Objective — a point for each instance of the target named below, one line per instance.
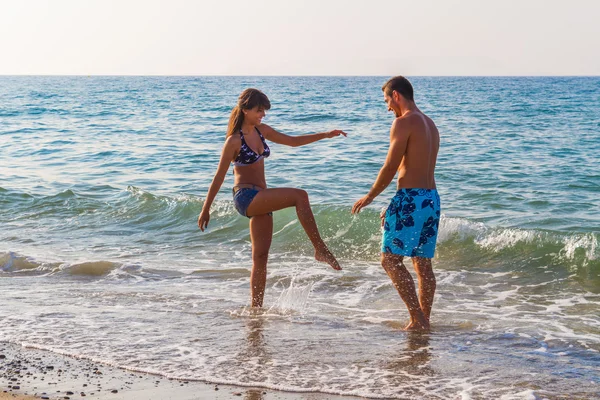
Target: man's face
(392, 104)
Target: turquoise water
(102, 179)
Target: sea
(102, 179)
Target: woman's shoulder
(233, 140)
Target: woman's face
(254, 115)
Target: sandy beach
(27, 373)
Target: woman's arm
(228, 153)
(295, 141)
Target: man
(411, 221)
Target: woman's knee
(260, 257)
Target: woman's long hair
(249, 99)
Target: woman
(246, 147)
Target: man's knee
(301, 196)
(424, 269)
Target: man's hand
(334, 133)
(203, 219)
(365, 201)
(382, 216)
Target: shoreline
(28, 373)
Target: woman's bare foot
(325, 255)
(418, 326)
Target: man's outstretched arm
(398, 142)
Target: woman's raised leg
(269, 200)
(261, 234)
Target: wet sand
(27, 373)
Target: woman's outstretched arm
(295, 141)
(228, 153)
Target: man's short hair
(401, 85)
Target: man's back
(418, 164)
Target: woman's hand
(203, 219)
(365, 201)
(334, 133)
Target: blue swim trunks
(411, 223)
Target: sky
(301, 37)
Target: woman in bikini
(246, 147)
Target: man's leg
(405, 285)
(427, 283)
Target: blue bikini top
(248, 156)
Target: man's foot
(326, 256)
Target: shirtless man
(411, 221)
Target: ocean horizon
(102, 179)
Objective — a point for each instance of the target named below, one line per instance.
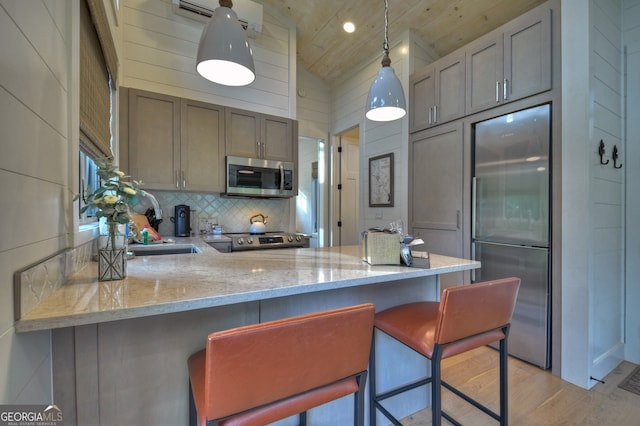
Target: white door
(346, 195)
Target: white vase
(112, 254)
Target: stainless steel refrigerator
(511, 212)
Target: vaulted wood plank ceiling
(327, 51)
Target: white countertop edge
(77, 319)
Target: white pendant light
(386, 97)
(224, 54)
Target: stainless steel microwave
(253, 177)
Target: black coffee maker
(182, 220)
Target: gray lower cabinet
(175, 144)
(436, 191)
(511, 63)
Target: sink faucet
(154, 202)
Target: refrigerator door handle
(473, 256)
(474, 207)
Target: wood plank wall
(159, 53)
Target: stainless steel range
(269, 240)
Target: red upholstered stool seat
(258, 374)
(467, 317)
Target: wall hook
(601, 152)
(614, 156)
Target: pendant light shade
(224, 54)
(386, 97)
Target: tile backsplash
(232, 213)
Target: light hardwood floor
(536, 397)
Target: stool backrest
(476, 308)
(254, 365)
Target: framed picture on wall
(381, 181)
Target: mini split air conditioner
(249, 12)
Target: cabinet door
(276, 138)
(242, 133)
(422, 98)
(436, 191)
(154, 139)
(202, 147)
(450, 93)
(484, 74)
(527, 55)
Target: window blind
(95, 79)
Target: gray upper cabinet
(511, 63)
(202, 165)
(254, 135)
(154, 135)
(175, 144)
(437, 93)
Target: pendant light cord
(386, 60)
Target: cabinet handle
(281, 177)
(474, 207)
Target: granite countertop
(173, 283)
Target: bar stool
(466, 318)
(261, 373)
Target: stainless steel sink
(161, 249)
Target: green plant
(114, 198)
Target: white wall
(37, 132)
(631, 164)
(159, 55)
(592, 279)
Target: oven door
(251, 177)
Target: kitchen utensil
(182, 220)
(258, 226)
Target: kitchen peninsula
(120, 347)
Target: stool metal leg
(504, 380)
(193, 415)
(436, 386)
(372, 381)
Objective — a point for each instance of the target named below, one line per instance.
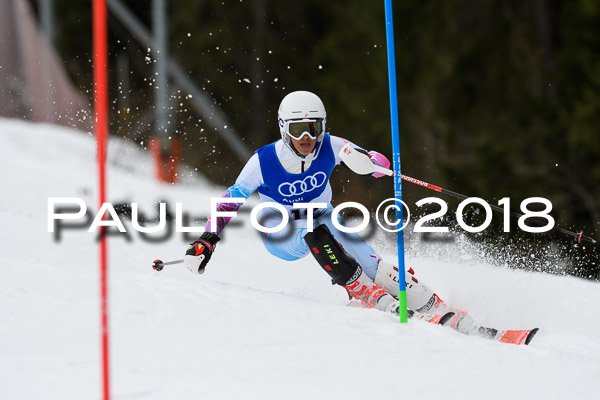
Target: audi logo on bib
(306, 185)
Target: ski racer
(297, 169)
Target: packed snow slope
(253, 326)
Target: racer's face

──────────────────────────────

Transcribe the listing above in full. Pictures are not part of the copy.

Objective — a point for each instance of the target named below, one line per instance.
Target: man's face
(392, 104)
Target: turquoise water
(102, 179)
Target: sea
(102, 179)
Target: woman's shoulder
(233, 140)
Target: woman's face
(254, 115)
Target: sandy beach
(27, 373)
Target: woman's arm
(228, 153)
(295, 141)
Target: man
(411, 221)
Target: woman's knee
(260, 257)
Target: woman's long hair
(249, 99)
Target: woman
(246, 147)
Target: man's knee
(301, 196)
(424, 269)
Target: man's hand
(334, 133)
(203, 219)
(365, 201)
(382, 216)
Target: shoreline
(28, 373)
Target: woman's bare foot
(325, 255)
(418, 326)
Target: man's outstretched arm
(398, 142)
Target: woman's raised leg
(269, 200)
(261, 234)
Target: wet sand
(27, 373)
Target: woman's outstretched arm
(295, 141)
(228, 153)
Target: man's short hair
(401, 85)
Target: man's back
(418, 164)
Target: woman's hand
(203, 219)
(365, 201)
(334, 133)
Target: blue swim trunks
(411, 223)
Target: sky
(301, 37)
Target: woman in bikini
(246, 147)
Target: man's leg
(405, 285)
(427, 283)
Target: blue bikini top
(248, 156)
Target: man's foot
(326, 256)
Target: shirtless man
(411, 221)
Target: ocean horizon
(102, 179)
Objective — a point for each instance of the target named below, one line per instance.
Target: white door
(346, 195)
Target: white vase
(112, 254)
Target: stainless steel refrigerator
(511, 212)
Target: vaulted wood plank ceiling
(327, 51)
Target: white countertop edge
(77, 319)
Target: white pendant light
(386, 97)
(224, 54)
Target: stainless steel microwave
(253, 177)
Target: black coffee maker
(182, 220)
Target: gray lower cabinet
(175, 144)
(436, 191)
(511, 63)
Target: sink faucet
(154, 202)
Target: refrigerator door handle
(473, 256)
(474, 207)
Target: wood plank wall
(159, 53)
Target: stainless steel range
(269, 240)
Target: red upholstered stool seat
(258, 374)
(467, 317)
Target: wall hook
(601, 152)
(614, 156)
Target: pendant light shade
(224, 54)
(386, 97)
Target: tile backsplash
(232, 213)
Target: light hardwood floor
(536, 397)
Target: stool backrest
(476, 308)
(254, 365)
Target: framed picture on wall
(381, 181)
Target: mini split air conditioner
(249, 12)
Target: cabinet door
(276, 138)
(242, 133)
(422, 98)
(436, 191)
(154, 139)
(202, 147)
(450, 93)
(484, 74)
(527, 55)
Target: window blind
(95, 79)
Target: gray upper cabinet
(511, 63)
(202, 165)
(254, 135)
(154, 135)
(175, 144)
(437, 93)
Target: pendant light cord
(386, 60)
Target: cabinet handle
(281, 177)
(474, 207)
Target: granite countertop
(173, 283)
Target: bar stool
(466, 318)
(261, 373)
Target: stainless steel sink
(161, 249)
Target: green plant
(114, 198)
Target: white wall
(37, 132)
(631, 164)
(159, 55)
(592, 279)
Target: oven door
(251, 177)
Target: kitchen utensil
(182, 220)
(258, 226)
Target: kitchen peninsula
(120, 347)
Target: stool metal leg
(504, 380)
(193, 415)
(436, 386)
(372, 381)
Objective — a point for each instance of the target named below, one line per instance.
Target: audi logo on bib
(306, 185)
Target: ski racer
(297, 169)
Target: packed snow slope
(253, 326)
Target: racer's face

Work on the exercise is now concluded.